───── EXTRACTED RECORDS
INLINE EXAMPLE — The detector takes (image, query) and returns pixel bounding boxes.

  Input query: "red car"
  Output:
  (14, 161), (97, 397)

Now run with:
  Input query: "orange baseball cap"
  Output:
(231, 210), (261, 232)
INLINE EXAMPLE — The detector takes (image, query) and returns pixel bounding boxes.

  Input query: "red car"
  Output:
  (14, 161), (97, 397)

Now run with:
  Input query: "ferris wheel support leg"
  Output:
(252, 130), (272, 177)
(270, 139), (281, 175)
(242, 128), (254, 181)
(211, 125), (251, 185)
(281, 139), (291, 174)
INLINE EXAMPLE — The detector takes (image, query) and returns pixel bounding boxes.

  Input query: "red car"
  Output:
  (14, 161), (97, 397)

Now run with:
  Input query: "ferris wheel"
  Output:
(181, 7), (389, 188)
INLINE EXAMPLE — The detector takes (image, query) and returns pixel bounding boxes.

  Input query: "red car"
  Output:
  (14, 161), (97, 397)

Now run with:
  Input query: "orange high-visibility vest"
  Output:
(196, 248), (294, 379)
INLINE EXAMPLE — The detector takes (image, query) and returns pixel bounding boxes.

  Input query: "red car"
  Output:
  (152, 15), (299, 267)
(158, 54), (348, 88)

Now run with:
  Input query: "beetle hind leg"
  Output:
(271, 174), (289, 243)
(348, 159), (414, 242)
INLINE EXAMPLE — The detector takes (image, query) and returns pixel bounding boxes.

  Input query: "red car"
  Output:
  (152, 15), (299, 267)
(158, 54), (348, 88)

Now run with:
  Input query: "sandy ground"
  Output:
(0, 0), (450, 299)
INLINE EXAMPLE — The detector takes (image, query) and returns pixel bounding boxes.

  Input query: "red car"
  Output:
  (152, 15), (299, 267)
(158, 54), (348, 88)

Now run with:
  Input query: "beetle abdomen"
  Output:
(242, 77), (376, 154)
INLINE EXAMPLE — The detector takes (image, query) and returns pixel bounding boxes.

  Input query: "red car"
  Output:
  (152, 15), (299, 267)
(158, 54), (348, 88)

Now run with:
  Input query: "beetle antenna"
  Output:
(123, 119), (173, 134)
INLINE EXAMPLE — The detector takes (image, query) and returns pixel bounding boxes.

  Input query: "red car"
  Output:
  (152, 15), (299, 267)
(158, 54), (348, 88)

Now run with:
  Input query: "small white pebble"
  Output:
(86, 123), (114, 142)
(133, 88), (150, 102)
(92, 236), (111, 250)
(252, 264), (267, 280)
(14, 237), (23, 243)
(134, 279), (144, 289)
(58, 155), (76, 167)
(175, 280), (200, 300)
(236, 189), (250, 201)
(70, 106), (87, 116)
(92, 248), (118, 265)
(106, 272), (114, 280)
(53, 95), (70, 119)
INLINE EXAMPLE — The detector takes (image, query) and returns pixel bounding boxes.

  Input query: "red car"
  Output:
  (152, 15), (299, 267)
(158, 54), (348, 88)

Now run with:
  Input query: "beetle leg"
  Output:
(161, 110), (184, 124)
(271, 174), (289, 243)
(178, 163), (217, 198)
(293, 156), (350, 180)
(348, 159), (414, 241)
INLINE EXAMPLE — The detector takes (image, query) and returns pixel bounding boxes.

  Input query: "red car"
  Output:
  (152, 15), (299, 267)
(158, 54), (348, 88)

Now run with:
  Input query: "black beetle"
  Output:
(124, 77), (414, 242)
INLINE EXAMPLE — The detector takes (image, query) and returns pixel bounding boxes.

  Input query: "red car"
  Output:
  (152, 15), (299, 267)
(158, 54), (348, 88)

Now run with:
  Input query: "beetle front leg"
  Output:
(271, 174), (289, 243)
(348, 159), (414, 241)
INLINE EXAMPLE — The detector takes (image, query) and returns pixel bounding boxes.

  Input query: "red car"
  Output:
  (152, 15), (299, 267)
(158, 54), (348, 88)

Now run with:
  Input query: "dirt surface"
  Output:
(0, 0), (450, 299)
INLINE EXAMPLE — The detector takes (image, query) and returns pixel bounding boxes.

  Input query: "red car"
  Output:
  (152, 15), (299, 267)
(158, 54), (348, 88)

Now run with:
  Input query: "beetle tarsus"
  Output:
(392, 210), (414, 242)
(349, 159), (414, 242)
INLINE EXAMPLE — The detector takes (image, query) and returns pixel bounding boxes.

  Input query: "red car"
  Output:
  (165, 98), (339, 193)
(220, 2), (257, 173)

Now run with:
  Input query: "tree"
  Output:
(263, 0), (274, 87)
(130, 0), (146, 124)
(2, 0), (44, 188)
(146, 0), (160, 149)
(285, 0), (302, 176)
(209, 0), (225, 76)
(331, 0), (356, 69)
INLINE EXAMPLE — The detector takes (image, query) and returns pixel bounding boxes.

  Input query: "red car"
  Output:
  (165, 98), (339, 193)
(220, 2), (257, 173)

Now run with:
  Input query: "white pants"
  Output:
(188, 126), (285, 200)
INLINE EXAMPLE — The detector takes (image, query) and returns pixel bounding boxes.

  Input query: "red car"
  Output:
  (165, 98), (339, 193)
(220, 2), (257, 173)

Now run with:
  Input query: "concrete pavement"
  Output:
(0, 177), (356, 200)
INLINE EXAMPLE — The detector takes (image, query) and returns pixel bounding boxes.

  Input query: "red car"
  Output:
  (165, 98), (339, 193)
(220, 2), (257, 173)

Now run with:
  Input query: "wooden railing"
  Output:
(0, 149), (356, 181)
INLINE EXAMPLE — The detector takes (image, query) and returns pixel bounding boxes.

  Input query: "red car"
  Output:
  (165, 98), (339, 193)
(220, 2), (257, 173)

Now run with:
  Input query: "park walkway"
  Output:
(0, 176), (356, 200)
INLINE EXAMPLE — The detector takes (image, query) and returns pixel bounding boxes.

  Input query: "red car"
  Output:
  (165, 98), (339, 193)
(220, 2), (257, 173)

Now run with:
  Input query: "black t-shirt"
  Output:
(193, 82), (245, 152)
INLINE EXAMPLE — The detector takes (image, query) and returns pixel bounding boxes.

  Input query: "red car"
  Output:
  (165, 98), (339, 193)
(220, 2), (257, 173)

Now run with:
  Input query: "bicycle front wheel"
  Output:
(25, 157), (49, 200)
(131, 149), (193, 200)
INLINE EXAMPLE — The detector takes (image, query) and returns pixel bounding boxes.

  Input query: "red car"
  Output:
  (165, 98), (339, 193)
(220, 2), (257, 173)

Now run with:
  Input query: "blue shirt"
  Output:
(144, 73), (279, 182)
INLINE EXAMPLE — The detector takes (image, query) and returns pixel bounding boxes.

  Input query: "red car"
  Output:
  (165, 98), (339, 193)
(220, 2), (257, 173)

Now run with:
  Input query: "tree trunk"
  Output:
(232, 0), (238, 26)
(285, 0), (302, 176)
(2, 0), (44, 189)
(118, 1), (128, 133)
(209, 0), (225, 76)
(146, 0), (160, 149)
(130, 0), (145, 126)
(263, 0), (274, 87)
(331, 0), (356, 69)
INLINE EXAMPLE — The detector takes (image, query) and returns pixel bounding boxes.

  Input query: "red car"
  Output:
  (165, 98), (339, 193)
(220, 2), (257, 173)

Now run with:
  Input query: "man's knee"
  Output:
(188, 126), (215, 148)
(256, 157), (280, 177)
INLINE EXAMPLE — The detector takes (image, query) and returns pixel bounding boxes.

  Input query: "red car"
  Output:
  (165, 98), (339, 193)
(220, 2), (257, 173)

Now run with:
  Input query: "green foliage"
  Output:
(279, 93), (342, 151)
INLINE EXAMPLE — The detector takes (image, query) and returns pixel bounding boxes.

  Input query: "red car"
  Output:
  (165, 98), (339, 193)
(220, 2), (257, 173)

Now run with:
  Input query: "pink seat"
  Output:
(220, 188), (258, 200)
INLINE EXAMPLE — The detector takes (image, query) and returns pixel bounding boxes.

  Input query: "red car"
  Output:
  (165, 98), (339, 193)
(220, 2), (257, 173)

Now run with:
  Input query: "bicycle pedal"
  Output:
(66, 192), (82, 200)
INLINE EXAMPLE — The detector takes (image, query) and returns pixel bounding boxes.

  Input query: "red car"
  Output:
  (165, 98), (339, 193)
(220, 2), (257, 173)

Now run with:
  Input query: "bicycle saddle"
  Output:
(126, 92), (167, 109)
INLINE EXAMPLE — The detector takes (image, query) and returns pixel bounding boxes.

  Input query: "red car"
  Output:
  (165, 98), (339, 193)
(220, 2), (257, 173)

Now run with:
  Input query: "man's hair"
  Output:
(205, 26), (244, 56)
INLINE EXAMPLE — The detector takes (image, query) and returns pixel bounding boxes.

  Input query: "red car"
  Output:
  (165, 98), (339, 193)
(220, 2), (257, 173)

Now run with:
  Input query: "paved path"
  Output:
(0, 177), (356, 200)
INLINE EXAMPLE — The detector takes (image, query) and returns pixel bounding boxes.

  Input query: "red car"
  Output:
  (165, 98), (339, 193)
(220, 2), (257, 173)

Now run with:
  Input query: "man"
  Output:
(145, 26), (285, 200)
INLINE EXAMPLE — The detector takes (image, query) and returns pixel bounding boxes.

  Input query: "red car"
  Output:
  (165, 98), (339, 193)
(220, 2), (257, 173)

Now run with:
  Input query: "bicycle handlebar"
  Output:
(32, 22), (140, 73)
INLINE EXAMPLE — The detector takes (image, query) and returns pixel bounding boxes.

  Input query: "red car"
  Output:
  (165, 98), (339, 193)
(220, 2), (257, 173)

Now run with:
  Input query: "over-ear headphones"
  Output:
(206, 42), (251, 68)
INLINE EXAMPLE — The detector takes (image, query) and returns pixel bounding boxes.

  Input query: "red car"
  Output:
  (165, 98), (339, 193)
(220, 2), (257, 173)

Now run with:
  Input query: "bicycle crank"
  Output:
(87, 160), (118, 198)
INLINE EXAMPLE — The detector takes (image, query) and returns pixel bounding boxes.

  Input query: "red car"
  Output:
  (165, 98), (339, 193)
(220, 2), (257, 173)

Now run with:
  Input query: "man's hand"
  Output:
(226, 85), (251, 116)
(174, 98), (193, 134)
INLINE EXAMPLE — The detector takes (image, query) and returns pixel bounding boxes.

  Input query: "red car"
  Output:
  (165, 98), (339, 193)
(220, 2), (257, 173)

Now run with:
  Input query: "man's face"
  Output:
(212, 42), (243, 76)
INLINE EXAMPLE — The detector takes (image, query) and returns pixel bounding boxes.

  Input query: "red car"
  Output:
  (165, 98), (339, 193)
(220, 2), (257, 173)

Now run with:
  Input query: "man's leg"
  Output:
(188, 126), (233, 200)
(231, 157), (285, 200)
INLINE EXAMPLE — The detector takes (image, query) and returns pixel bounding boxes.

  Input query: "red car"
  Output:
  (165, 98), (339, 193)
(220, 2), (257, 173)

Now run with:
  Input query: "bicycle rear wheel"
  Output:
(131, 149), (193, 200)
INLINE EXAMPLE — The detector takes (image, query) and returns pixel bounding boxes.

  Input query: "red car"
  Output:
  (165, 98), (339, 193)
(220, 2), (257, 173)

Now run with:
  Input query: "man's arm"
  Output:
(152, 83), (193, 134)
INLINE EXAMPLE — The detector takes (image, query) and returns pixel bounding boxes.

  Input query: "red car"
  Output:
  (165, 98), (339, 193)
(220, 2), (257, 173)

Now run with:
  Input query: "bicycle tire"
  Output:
──────────
• WORK TO DO: Please reproduce the items verbatim, starting at their first line and ending at the line containing "(348, 159), (414, 242)", with that line included.

• TASK SOLUTION:
INLINE EXAMPLE — The detector takes (image, query) and returns pixel bounding boxes.

  Input query: "red car"
  Output:
  (14, 161), (97, 397)

Now run with:
  Input query: "orange baseball cap"
  Output:
(231, 210), (261, 232)
INLINE EXAMPLE — The detector takes (image, query) and returns pixel bounding boxes.

  Input query: "red car"
  Output:
  (14, 161), (97, 397)

Now run with:
  Input query: "ferris wheel support leg"
  Output:
(252, 130), (272, 177)
(270, 139), (281, 175)
(242, 128), (254, 181)
(211, 125), (251, 185)
(281, 139), (291, 174)
INLINE EXAMPLE — The detector takes (image, query) and returns pixel bounding boxes.

  Input query: "red car"
  Output:
  (14, 161), (97, 397)

Now run with:
  Input query: "ferris wheel"
  Output:
(181, 7), (389, 188)
INLINE EXAMPLE — The detector takes (image, query) and returns pixel bounding boxes.

  Input query: "red car"
  Output:
  (14, 161), (97, 397)

Now run with:
  Input query: "orange high-visibility vest"
  Output:
(196, 248), (294, 379)
INLINE EXAMPLE — The detector takes (image, query) and returns pixel bounding boxes.

  Input query: "red car"
  Output:
  (152, 15), (299, 267)
(158, 54), (348, 88)

Now run with:
  Input query: "beetle hind leg"
  Output:
(271, 174), (289, 243)
(348, 159), (414, 242)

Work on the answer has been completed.